┌────────

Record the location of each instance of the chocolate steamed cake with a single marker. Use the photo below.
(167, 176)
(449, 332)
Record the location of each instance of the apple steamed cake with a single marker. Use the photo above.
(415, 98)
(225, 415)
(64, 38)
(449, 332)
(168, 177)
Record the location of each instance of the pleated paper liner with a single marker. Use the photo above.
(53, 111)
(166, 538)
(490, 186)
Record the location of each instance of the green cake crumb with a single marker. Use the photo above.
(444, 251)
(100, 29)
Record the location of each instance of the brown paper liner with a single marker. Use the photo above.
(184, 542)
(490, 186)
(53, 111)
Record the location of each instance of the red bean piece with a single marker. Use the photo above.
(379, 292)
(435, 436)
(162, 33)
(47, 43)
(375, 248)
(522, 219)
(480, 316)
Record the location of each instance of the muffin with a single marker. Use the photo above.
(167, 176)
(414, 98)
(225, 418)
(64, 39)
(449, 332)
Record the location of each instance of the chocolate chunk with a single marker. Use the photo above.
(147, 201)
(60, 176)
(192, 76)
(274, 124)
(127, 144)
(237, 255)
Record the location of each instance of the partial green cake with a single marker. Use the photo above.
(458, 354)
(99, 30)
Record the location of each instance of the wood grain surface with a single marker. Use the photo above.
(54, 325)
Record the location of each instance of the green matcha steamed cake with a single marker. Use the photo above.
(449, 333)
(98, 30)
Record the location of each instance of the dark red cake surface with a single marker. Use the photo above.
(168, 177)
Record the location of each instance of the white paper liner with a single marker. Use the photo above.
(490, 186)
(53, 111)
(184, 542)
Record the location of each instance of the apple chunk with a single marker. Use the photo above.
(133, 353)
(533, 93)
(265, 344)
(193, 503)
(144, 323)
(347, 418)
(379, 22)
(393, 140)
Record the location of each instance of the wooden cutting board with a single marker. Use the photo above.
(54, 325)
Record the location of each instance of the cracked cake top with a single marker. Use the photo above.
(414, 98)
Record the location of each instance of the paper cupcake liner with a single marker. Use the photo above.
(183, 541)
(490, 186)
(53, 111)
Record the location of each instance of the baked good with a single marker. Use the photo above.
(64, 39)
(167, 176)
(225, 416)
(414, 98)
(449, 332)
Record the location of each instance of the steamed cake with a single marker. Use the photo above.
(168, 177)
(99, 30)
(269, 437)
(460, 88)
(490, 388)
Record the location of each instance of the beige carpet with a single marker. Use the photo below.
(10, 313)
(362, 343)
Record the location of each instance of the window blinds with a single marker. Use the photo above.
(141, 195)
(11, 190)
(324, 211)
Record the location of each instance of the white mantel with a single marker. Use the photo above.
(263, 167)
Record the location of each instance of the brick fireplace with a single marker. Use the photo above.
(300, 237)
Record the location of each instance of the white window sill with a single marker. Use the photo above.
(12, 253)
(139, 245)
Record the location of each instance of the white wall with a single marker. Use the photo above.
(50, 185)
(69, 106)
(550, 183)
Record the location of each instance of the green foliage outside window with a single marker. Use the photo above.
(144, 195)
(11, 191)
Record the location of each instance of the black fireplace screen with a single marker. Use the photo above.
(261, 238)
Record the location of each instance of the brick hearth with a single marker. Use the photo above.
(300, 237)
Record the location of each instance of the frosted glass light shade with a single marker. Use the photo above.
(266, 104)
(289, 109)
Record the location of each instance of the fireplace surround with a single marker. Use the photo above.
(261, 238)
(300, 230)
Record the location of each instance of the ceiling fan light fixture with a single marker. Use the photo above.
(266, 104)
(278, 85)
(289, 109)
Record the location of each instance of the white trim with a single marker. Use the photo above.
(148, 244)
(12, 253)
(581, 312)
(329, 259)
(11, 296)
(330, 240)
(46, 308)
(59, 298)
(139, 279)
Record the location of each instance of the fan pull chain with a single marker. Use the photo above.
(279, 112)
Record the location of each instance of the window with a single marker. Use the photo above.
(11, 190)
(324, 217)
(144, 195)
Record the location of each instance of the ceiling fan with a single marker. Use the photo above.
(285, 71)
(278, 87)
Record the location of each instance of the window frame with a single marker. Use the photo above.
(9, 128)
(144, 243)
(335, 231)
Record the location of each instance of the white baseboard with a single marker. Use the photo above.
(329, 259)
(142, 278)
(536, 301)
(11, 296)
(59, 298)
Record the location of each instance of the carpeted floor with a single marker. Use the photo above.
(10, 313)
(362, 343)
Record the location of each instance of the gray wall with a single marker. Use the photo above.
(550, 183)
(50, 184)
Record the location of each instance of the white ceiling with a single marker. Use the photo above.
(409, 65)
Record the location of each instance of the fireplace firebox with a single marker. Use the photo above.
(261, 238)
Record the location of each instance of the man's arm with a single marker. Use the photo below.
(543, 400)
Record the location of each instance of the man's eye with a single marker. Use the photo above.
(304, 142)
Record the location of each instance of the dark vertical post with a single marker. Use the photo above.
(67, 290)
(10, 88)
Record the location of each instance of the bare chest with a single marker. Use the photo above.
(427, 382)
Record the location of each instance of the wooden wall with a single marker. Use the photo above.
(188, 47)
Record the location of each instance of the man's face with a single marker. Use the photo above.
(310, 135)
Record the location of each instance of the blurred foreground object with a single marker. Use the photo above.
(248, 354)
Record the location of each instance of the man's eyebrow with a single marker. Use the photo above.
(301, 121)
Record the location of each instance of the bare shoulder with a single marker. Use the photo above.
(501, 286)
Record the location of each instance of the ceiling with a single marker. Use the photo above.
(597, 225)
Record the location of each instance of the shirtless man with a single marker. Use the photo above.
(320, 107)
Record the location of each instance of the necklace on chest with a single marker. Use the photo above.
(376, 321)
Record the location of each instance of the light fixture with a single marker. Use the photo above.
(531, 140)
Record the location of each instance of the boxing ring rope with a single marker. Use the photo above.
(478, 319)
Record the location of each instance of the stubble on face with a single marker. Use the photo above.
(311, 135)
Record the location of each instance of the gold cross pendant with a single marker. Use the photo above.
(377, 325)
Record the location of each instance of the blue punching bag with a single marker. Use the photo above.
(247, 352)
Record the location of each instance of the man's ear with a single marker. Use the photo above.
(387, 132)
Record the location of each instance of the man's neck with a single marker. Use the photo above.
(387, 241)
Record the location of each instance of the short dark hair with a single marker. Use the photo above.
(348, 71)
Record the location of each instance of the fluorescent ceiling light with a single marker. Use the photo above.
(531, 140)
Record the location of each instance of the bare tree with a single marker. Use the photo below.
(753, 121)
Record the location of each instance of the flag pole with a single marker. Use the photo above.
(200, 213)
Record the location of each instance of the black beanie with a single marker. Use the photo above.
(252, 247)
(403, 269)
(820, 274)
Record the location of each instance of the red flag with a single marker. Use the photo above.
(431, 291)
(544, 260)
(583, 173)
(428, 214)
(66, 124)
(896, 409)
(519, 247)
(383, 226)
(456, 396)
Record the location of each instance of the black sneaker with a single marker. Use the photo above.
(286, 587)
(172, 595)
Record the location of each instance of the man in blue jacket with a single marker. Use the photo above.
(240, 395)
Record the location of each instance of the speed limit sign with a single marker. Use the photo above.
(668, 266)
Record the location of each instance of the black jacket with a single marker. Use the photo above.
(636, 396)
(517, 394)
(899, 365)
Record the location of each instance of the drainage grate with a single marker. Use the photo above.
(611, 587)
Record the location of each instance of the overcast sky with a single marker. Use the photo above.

└────────

Exercise: From top to bottom, repeat the material above word for word.

Answer section:
Record the location of each instance of the chocolate steamed cake with a single marker. Use the photo below.
(167, 176)
(449, 332)
Record the location of each instance of the apple steamed cake with a single marker. Use the photo above.
(415, 98)
(225, 415)
(64, 38)
(449, 332)
(168, 177)
Record the location of each instance of the pleated paper liner with a single marker. Use the photo above.
(53, 111)
(166, 538)
(490, 186)
Record the location of each instance of the green cake crumb with a single marker. Use the photo above.
(444, 251)
(100, 29)
Record the location of each instance of the brown paper liner with a single marker. Use the photo above.
(184, 542)
(490, 186)
(53, 111)
Record the location of each instance of the red bean piece with a single marker. Use the photo above.
(379, 292)
(435, 436)
(162, 33)
(47, 43)
(375, 248)
(522, 219)
(480, 316)
Record the location of each instance of the muffin with a single marker. Use the photo above.
(167, 176)
(414, 98)
(225, 418)
(64, 39)
(449, 332)
Record the location of each instance of the chocolate chunk with a single marker. Use the photo above.
(147, 201)
(60, 176)
(192, 76)
(274, 124)
(127, 144)
(237, 255)
Record the location of each instance of the partial green cake with a single marker. Use the photo above.
(458, 354)
(99, 30)
Record the location of each instance of the wood grain surface with a single marker. Use the photo above.
(54, 325)
Record the location of each instance of the green matcha steamed cake with a single marker. Use the photo above.
(449, 333)
(98, 30)
Record the location of each instance of the dark red cake surface with a single marker. Use the photo above.
(168, 177)
Record the location of each instance of the white paper liner with a single marker. Use the photo above.
(490, 186)
(53, 111)
(184, 542)
Record the location of each instance of the apple chunk with a single marker. Use the photo above.
(133, 353)
(533, 93)
(265, 344)
(193, 503)
(144, 323)
(347, 418)
(379, 22)
(393, 140)
Record the location of each instance of the wooden cutting board with a single marker. Use the photo above.
(54, 325)
Record the location of each instance of the cracked cake top with a single marker. Use the photo above.
(414, 98)
Record the location of each instance of the paper cupcake liner with a single marker. Use the photo above.
(183, 541)
(490, 186)
(53, 111)
Record the location of each instance of the baked good with a single marker. Use the photo above.
(64, 39)
(167, 176)
(225, 416)
(414, 98)
(449, 332)
Record the location of each instance of the steamed cake with a single marker. Use the photo above.
(168, 177)
(99, 30)
(269, 437)
(460, 88)
(490, 388)
Record the location of each instance of the beige carpet with a single marker. Use the photo below.
(10, 313)
(362, 343)
Record the location of each instance of the window blinds with a single marker. Use the photo above.
(141, 195)
(11, 190)
(324, 211)
Record the location of each instance of the white mantel with a single marker. Use the photo above.
(263, 167)
Record the location of each instance of the brick fireplace with a single marker. Use the photo above.
(300, 237)
Record the location of each instance of the white window sill with a single marker. Use the photo above.
(12, 253)
(139, 245)
Record the location of each instance of the white wall with a single marker. Use the photo above.
(50, 185)
(69, 106)
(550, 183)
Record the location of each instance of the green foliage outside window with a single marker. Use the photo above.
(144, 195)
(11, 191)
Record the location of each instance of the black fireplace screen with a single marker. Use the photo above.
(261, 238)
Record the location of each instance of the brick hearth with a single marker. Use the photo above.
(300, 237)
Record the location of each instance of the frosted glass light shade with a single marker. Use the photo above.
(266, 104)
(289, 109)
Record the location of each instance of the fireplace surround with a single marker. Use the photo above.
(261, 238)
(300, 230)
Record the location of each instance of the ceiling fan light fixture with a single marker. Use the photo above.
(266, 104)
(278, 85)
(289, 109)
Record the location of each instance of the white trim with a single marker. Use the photo above.
(148, 244)
(12, 253)
(581, 312)
(329, 259)
(11, 296)
(330, 240)
(46, 308)
(59, 298)
(139, 279)
Record the location of each instance of the fan pull chain with a single marker. Use the photo above.
(279, 112)
Record the location of each instance of the window with a single marker. Use the photo above.
(11, 190)
(324, 217)
(144, 195)
Record the location of each instance of the ceiling fan with a single marker. Use the photo above.
(285, 71)
(278, 87)
Record the location of each instance of the window frame with a single marker. Use the photo above.
(9, 128)
(144, 243)
(335, 231)
Record the location of each instance of the white baseboard with a single marker. Use the photo above.
(329, 259)
(142, 278)
(536, 301)
(11, 296)
(59, 298)
Record the location of each instance of the carpeted floor with a single marker. Use the photo above.
(10, 313)
(362, 343)
Record the location of each instance of the gray wall with a single marker. Use the photo above.
(550, 183)
(50, 184)
Record the location of each instance of the white ceiling with a single marker. Use the photo above.
(409, 65)
Record the location of each instance of the fireplace firebox with a single marker. Use the photo above.
(261, 238)
Record the location of each instance of the man's arm with a single marker. Use the photo below.
(543, 400)
Record the location of each instance of the man's eye with a single marker. Use the photo above.
(304, 142)
Record the location of each instance of the dark vertical post with a single marker. Use the photo above.
(67, 290)
(10, 88)
Record the location of each instance of the bare chest with a single marker. Use the photo above.
(427, 382)
Record the location of each instance of the wooden wall with a single marker. Use the photo above.
(188, 47)
Record the location of each instance of the man's face with a single marker. Use the photo above.
(310, 135)
Record the location of each instance of the blurred foreground object with a single marker. Use the photo above.
(248, 354)
Record the location of each instance of the man's eyebrow with a single marker. Use the photo above.
(301, 121)
Record the location of each instance of the bare shoulder with a single marker. Use the photo above.
(501, 286)
Record the location of each instance of the ceiling with a single marker. Use the photo above.
(597, 225)
Record the location of each instance of the shirtless man with a single marker. Use the photo above.
(320, 107)
Record the location of each instance of the necklace on chest with a single marker. Use the photo above.
(376, 321)
Record the location of each instance of the light fixture with a single marker. Use the photo above.
(531, 140)
Record the location of each instance of the boxing ring rope with a single marker. Use the photo above.
(478, 319)
Record the location of each instance of the stubble on face with a single marker. Use the photo above.
(311, 135)
Record the location of each instance of the gold cross pendant with a single marker. Use the photo above.
(377, 325)
Record the location of each instance of the blue punching bag with a single marker. Use the photo above.
(247, 352)
Record the location of each instance of the man's ear with a single marker. Use the photo above.
(387, 132)
Record the location of each instance of the man's neck with a single marker. Use the photo above.
(387, 241)
Record the location of each instance of the short dark hair with a single marker. Use the photo above.
(348, 71)
Record the location of each instance of the fluorescent ceiling light with a single marker. Use the photo above.
(531, 140)
Record the location of each instance of the bare tree with a single marker. Use the photo below.
(753, 121)
Record the location of each instance of the flag pole with a single marker. Use the photo above.
(200, 213)
Record the location of each instance of the black beanie with a single marker. Use the photo above.
(252, 247)
(403, 269)
(820, 274)
Record the location of each instance of the red flag with a single marker. Use the photo above.
(431, 291)
(544, 260)
(583, 173)
(428, 214)
(66, 124)
(896, 409)
(519, 247)
(383, 226)
(456, 396)
Record the location of each instance of the black sneaker with a single marker. Use the photo above.
(286, 587)
(172, 595)
Record the location of each instance of the man in blue jacket with a single marker. Use the photo above.
(240, 395)
Record the location of each instance of the speed limit sign with a single marker. Use the photo above.
(668, 266)
Record the location of each instance of the black jacket with a single marker. Use the photo above.
(636, 396)
(517, 394)
(899, 365)
Record the location of each instance of the drainage grate with a single marker. Use the photo above.
(611, 587)
Record the location of each instance of the overcast sky with a single marker. Use the photo above.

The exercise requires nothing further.